§ TEXT BLOCK
◆ ◆ ◆ ◆ ◆

Broad Street for all

Carriage horses pull tourists down the famous stretch on Broad Street, with a stop at the famed “Four Corners of Law” (see story on page 24). Beyond that iconic intersection, buildings on the dense commercial strip of Broad Street have more humble stories that belie their more than 350 years of history.

Historians note that Broad Street throughout its early existence comprised of varying social and economic groups living and working together in the same block, typical for European cities.

In the book, “Life on Broad Street: archaeological survey of the Hollings Judicial Center Annex,” which was published in 1996 and documented archaeological studies

While building the federal courthouse on Broad Street,, authors Michael Trinkley and Debi Hacker studied and recounted Broad Street’s plats in 1872 as a “densely-developed block” with a police station at the corner of Broad and Meeting Streets, horse stables nearby and a makeshift street market.

"The renters during the nineteenth century were neither very high status, nor very low. They represent a diverse mix of young and old, male and female. Some were students, others were young, single clerks. Some were widows. This middling status is perhaps what is expected in a fringe neighborhood," authors wrote.

 

Grand banks popped up in ornate Italian renaissance style, including the People’s Bank at 18 Broad Street in 1865 and the State Bank of South Carolina at 1 Broad Street, built in 1853. However, records of businesses operating in 1883 show more middle-class digs: a business selling fruit at 89 Broad Street, a kindergarten at 91 Broad Street and a drugstore at 95 Broad Street, according to Trinkley and Hacker.

The News and Courier published at 19 Broad Street from 1873 to 1902. Freedman's Savings and Trust Company, established in 1865 at 58 Broad Street, was “a visionary enterprise for the benefit of newly freed slaves,” according to Eastman and Stockton.

“The 1902 map reveals that the block changed little and continued to reveal a mixed neighborhood with commercial and residential activities taking place next door to each other,” according to Trinkley and Hacker. “That included a tin shop, dentist, hardware store, pharmacy, notary public, printers and book binders.”

“Occasionally other businesses were apparently rented space, such as Bernard d. Schier, who in 1882 advertised cigars and tobacco from this location,” Trinkley and Hacker write. “At least one free person of color was living on the block during the antebellum. The 1831 residence of Gilbert Wall.”

The street was also rumored to have house “Blind Tiger” pubs, underground bars that popped up following an 1893 law that liquor could only be purchased by the bottle and only from a government-appointed dispenser.

“The blind tiger pub at 36 Broad Street is a reminder of Charleston’s colorful history,” writes Eastman and Stockton.

Beyond the Business corridor

Broad Street’s beauty and history extends beyond the commercial corridor, with a robust residential area with wide porches closer to the Ashley River on the Western end of Broad Street.

Along this section of Broad Street, there are some famous homes, including the Cooper O’Connor House at 180 Broad Street, where Union officers were confined by the Confederacy, and The John Rutledge House Inn at 116 Broad Street, the only home of a signer of the United States Constitution that now serves as both a living national historic landmark as well as an inn.

◆ ◆ ◆ ◆ ◆

§ EXTRACTED INFORMATION
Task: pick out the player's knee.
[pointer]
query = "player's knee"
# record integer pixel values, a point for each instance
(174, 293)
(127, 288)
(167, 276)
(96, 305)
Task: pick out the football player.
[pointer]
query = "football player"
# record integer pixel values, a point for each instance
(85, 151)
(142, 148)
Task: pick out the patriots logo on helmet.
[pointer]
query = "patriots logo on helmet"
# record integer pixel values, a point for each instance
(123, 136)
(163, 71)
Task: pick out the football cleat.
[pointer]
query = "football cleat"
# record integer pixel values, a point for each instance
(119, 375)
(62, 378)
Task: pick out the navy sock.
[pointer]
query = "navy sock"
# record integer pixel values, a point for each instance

◆ ◆ ◆ ◆ ◆

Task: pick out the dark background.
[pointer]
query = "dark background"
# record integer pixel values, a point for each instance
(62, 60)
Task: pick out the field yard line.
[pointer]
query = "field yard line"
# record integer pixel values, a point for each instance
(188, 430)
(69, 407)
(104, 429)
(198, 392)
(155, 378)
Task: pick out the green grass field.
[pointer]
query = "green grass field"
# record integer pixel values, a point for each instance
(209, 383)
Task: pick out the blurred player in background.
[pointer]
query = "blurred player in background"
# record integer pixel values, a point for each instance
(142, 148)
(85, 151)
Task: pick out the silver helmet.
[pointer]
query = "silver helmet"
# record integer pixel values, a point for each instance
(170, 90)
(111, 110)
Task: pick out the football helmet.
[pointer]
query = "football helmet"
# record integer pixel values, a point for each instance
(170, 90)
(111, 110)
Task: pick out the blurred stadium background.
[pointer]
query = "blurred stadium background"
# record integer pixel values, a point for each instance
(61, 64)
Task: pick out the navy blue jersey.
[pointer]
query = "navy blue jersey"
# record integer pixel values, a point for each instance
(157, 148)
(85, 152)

◆ ◆ ◆ ◆ ◆

§ WHAT TO WORK ON
A. From the Broad Street article, list every kind of business named in the quote about the 1902 map.
B. Copy the part of the Broad Street article starting at "Broad Street for" and ending at "for European cities.".

§ ACTIVITY ANSWERS
A.
tin shop
dentist
hardware store
pharmacy
notary public
printers
book binders

B.
Broad Street for all

Carriage horses pull tourists down the famous stretch on Broad Street, with a stop at the famed “Four Corners of Law” (see story on page 24). Beyond that iconic intersection, buildings on the dense commercial strip of Broad Street have more humble stories that belie their more than 350 years of history.

Historians note that Broad Street throughout its early existence comprised of varying social and economic groups living and working together in the same block, typical for European cities.